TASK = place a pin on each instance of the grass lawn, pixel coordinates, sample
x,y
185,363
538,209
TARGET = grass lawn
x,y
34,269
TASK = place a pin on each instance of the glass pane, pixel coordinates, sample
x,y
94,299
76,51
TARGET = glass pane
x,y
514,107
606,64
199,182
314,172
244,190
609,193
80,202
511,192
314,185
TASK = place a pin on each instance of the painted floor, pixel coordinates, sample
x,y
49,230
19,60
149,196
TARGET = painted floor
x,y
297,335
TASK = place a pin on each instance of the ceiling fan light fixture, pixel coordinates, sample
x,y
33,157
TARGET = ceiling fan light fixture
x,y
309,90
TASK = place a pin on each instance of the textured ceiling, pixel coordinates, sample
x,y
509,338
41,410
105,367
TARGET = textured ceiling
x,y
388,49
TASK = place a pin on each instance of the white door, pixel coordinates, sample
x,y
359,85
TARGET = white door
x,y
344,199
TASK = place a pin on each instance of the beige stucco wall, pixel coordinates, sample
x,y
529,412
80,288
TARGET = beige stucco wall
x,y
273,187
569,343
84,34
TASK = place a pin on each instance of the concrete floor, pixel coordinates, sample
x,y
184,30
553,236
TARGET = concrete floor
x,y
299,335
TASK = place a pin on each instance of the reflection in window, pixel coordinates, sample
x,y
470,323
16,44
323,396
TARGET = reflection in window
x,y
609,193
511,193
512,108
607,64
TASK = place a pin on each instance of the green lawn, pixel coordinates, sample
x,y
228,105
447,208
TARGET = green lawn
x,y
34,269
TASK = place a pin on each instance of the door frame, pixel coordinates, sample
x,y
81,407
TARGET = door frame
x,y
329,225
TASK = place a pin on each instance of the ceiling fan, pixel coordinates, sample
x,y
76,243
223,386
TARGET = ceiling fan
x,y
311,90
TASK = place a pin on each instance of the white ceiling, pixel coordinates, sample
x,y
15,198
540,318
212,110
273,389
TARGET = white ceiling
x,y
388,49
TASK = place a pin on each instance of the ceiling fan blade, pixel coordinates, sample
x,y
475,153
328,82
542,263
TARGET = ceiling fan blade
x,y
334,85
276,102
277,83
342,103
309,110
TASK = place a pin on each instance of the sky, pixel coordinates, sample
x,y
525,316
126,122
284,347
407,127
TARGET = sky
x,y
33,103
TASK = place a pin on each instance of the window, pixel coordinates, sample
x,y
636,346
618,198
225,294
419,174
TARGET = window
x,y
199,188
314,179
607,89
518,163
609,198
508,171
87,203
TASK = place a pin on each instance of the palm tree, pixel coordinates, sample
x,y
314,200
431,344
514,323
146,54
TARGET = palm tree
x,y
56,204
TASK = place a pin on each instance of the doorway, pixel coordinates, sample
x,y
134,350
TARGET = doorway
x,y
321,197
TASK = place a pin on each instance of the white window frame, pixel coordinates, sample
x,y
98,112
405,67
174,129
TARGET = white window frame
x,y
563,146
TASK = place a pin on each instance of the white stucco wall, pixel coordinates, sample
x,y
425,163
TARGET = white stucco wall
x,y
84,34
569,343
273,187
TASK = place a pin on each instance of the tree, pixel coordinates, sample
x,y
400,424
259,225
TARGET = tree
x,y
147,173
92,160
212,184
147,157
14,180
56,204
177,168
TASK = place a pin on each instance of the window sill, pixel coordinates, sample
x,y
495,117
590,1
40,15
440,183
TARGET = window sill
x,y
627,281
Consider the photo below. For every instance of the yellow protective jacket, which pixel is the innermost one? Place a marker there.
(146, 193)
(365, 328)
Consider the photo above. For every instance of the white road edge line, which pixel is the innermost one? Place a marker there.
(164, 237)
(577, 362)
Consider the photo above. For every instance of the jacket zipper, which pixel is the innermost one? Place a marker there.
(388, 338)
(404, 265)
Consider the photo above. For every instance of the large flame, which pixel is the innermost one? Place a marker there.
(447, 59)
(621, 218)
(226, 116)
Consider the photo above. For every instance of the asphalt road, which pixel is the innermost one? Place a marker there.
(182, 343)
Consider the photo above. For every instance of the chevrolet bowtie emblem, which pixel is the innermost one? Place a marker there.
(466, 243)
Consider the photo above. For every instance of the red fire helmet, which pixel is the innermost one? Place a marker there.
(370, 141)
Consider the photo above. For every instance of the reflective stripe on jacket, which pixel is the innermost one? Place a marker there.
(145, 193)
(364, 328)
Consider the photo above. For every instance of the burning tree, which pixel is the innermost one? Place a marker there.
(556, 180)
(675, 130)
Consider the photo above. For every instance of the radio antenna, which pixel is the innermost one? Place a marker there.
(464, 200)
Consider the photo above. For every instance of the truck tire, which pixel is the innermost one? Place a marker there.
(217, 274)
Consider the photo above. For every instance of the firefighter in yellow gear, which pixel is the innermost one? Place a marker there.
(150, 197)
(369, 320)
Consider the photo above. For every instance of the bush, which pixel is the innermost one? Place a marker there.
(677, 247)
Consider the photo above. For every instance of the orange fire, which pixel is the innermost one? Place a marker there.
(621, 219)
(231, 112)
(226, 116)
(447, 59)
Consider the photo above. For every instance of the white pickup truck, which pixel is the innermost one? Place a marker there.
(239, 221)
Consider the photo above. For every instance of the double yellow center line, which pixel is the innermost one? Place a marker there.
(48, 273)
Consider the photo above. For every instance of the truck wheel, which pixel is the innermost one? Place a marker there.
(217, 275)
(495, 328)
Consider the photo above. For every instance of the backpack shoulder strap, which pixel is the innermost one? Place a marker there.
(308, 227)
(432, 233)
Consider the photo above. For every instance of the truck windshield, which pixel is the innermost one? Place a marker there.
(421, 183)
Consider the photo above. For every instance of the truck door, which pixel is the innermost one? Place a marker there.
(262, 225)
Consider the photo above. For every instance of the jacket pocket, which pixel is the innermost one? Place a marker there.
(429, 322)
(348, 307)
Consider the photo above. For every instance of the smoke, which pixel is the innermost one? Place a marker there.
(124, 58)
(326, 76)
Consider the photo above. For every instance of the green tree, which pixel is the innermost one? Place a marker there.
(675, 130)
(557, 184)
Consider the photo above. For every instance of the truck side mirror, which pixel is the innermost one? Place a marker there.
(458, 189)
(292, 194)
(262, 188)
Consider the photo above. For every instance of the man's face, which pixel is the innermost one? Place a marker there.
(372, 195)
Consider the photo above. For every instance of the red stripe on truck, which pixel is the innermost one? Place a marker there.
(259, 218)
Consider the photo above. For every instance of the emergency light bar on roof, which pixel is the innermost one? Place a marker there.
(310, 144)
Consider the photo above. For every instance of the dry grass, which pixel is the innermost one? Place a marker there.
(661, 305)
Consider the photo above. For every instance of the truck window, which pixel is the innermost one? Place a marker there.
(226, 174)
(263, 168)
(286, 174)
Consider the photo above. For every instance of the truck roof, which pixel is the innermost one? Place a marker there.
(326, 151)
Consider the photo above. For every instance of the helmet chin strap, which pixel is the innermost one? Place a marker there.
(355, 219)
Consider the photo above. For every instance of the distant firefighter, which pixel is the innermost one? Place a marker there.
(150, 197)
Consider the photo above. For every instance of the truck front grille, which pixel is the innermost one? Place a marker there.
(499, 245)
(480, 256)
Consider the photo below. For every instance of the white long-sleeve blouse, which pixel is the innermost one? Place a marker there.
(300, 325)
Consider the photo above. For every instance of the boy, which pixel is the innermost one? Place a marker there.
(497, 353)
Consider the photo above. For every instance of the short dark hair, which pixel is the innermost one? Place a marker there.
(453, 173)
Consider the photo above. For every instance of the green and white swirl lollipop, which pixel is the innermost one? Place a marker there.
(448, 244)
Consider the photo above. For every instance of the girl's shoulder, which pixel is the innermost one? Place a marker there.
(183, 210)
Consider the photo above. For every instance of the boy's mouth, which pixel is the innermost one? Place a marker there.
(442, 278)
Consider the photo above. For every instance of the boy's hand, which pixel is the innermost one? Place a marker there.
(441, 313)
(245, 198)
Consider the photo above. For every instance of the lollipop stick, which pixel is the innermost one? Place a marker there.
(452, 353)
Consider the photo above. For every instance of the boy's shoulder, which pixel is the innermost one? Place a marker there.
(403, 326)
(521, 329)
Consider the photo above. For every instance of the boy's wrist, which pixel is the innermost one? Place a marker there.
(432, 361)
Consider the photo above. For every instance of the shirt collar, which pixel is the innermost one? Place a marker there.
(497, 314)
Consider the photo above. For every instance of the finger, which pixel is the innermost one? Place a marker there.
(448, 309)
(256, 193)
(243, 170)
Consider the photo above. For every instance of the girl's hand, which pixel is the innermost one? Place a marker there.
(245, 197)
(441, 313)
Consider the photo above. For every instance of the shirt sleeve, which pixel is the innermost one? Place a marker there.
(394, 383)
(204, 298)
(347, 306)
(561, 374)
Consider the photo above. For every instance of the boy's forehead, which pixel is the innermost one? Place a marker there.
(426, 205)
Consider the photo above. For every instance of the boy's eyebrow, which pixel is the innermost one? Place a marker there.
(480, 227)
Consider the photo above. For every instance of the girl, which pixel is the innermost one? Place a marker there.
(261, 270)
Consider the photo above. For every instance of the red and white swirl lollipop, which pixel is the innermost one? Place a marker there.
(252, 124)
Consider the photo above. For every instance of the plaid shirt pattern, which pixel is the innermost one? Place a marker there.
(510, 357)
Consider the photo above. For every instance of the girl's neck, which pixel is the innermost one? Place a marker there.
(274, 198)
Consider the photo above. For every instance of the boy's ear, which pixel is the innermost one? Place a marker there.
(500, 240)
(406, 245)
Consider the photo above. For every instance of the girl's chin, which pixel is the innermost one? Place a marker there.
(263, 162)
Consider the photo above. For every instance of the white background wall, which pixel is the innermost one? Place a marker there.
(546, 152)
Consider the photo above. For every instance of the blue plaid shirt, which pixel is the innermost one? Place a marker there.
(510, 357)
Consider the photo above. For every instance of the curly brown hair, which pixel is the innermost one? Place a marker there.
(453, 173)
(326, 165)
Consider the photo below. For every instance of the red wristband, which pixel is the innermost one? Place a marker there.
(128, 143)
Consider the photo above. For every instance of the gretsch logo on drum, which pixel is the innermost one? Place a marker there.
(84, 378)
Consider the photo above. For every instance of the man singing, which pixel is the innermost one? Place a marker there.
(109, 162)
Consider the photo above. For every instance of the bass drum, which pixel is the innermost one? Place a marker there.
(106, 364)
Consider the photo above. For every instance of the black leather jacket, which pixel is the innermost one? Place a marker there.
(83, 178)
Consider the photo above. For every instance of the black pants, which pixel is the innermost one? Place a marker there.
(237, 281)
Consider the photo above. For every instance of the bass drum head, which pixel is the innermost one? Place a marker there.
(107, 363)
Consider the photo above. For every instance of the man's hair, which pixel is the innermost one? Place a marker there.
^^^^
-- PROBLEM STATEMENT --
The answer must be the lines from the one containing "Consider the photo above. For every instance of the curly" through the last line of the records, written out exactly; please include nothing more.

-- ANSWER TO THE PROBLEM --
Consider the photo above. For every instance of the curly brown hair, which pixel is the innermost one? Place a marker there.
(453, 173)
(326, 165)
Consider the photo below. For every instance of the red wristband, which pixel is the innermost one? Place a marker there.
(128, 143)
Consider the photo above. For every instance of the gretsch logo on drum, which pixel is the innermost one? Place a marker there.
(84, 378)
Consider the photo above. For every instance of the man singing, which pixel is the innermost one? Place a marker there.
(109, 162)
Consider the photo above. For every instance of the bass drum, which pixel is the innermost one? Place a marker there.
(106, 364)
Consider the photo above. For every instance of the black leather jacket, which pixel is the innermost one? Place a marker there.
(83, 178)
Consider the photo above. For every instance of the black pants, which pixel is the innermost one? Place a marker there.
(237, 281)
Consider the photo above. For every instance of the bass drum head, which pixel is the innermost one? Place a marker there.
(107, 363)
Consider the photo above. For every instance of the man's hair, which pixel is the innermost one? Place a marker there.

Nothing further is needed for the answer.